Records of labeled points -
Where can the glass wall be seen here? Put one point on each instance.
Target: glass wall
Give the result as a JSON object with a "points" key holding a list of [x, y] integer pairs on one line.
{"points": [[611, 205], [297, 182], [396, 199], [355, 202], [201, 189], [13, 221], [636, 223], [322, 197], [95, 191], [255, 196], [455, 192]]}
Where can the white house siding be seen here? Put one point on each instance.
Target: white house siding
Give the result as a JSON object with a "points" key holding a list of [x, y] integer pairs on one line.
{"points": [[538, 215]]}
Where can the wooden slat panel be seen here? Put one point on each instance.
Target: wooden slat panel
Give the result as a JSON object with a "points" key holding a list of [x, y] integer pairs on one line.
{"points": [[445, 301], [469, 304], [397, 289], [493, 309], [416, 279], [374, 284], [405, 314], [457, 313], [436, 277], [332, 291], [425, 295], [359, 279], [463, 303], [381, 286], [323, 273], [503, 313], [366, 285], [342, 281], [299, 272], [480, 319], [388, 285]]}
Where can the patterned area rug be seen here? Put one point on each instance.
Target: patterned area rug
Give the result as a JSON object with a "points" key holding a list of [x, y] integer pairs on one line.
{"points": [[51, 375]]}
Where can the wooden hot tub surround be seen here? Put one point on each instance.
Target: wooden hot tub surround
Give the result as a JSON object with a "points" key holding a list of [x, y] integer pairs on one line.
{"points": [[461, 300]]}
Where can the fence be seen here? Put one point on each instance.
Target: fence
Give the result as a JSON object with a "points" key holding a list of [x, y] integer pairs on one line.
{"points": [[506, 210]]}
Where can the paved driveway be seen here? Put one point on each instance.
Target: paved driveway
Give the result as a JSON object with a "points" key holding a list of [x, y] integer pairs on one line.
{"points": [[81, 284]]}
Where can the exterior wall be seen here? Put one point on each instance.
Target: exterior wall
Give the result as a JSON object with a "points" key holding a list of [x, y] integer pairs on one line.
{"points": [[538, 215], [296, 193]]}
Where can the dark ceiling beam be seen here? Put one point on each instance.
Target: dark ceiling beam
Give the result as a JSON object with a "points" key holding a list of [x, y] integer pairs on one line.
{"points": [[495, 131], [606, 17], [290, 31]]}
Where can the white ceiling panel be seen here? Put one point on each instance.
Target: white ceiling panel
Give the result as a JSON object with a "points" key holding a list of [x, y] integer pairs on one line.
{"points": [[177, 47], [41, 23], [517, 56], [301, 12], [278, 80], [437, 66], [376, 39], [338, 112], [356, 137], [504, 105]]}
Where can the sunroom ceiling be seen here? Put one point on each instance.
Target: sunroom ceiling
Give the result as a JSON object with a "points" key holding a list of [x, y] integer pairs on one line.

Task description - Reproduce the listing in full, substituting "Mark every instance with a single point" for "Put one point on each instance" wherever it occurs and leaving everything else unchanged.

Solution to the problem -
Where can the glass wall be seen here? Mark every instance with a single point.
Target: glass wall
Give the result as a JSON object with a "points" key holding a list of [x, y] integer pairs on one line.
{"points": [[611, 205], [297, 182], [396, 199], [355, 202], [201, 189], [13, 221], [636, 223], [322, 197], [95, 191], [255, 196], [455, 192]]}
Where can the white house siding be seen here? Mark every instance with a single point.
Target: white house siding
Give the result as a JSON object with a "points" key holding a list of [x, y] integer pairs on one line.
{"points": [[538, 215]]}
Where can the wooden slat panel be seen here? Mark every instance with a single point.
Target: wooden slat panel
Give the result as a JSON object with a "points" key holding a list of [x, y] integer pairs on one line.
{"points": [[445, 301], [469, 304], [397, 289], [493, 309], [416, 279], [374, 284], [405, 314], [457, 313], [436, 277], [332, 291], [425, 295], [359, 279], [463, 303], [381, 286], [323, 273], [503, 313], [366, 285], [342, 281], [299, 272], [480, 319], [388, 285]]}
Where can the patterned area rug be seen here? Mark every instance with a single point.
Target: patterned area rug
Give the result as a JSON object with a "points" key holding a list of [x, y] integer pairs on one line.
{"points": [[51, 375]]}
Where can the wooden hot tub surround be seen here? Mark every instance with a single point.
Target: wooden hot tub surround
Give the result as a JSON object with a "points" key holding a list of [x, y] integer pairs on one line.
{"points": [[461, 300]]}
Where can the fence be seen here? Mark every instance with a single point.
Target: fence
Give the result as a JSON object with a "points" key holding a list of [x, y] integer pairs on one line.
{"points": [[506, 210]]}
Where can the paved driveway be seen here? Mark every instance with a single point.
Target: paved driveway
Give the result as a JSON object with a "points" key holding a list of [x, y] integer pairs on one line.
{"points": [[81, 284]]}
Where can the exterior wall be seen here? Mark every instance with a single point.
Target: exterior wall
Give the result as a JSON object with a "points" key holding a list of [x, y] integer pairs on one line.
{"points": [[538, 215], [296, 193]]}
Where can the dark ceiling beam be seen here? Mark every instance with a single point.
Target: dark ceiling beam
Give the result as a JSON object with a "points" key holding a list of [x, y] integer pairs on one line.
{"points": [[495, 131], [606, 17], [290, 31]]}
Where can the white ceiling panel be seen here? Mark every instance with a single point.
Target: white ceiling panel
Give the result as a JSON object with a "points" key holding a list of [x, y] integer pairs on one line.
{"points": [[177, 47], [41, 23], [517, 56], [301, 12], [278, 80], [437, 66], [376, 39], [338, 112], [356, 137], [504, 105]]}
Where can the sunroom ceiling be seen here? Mark every instance with a single point.
Target: sunroom ceiling
Give the result as a JSON object with a "points" key holding a list of [x, y] integer pairs on one line.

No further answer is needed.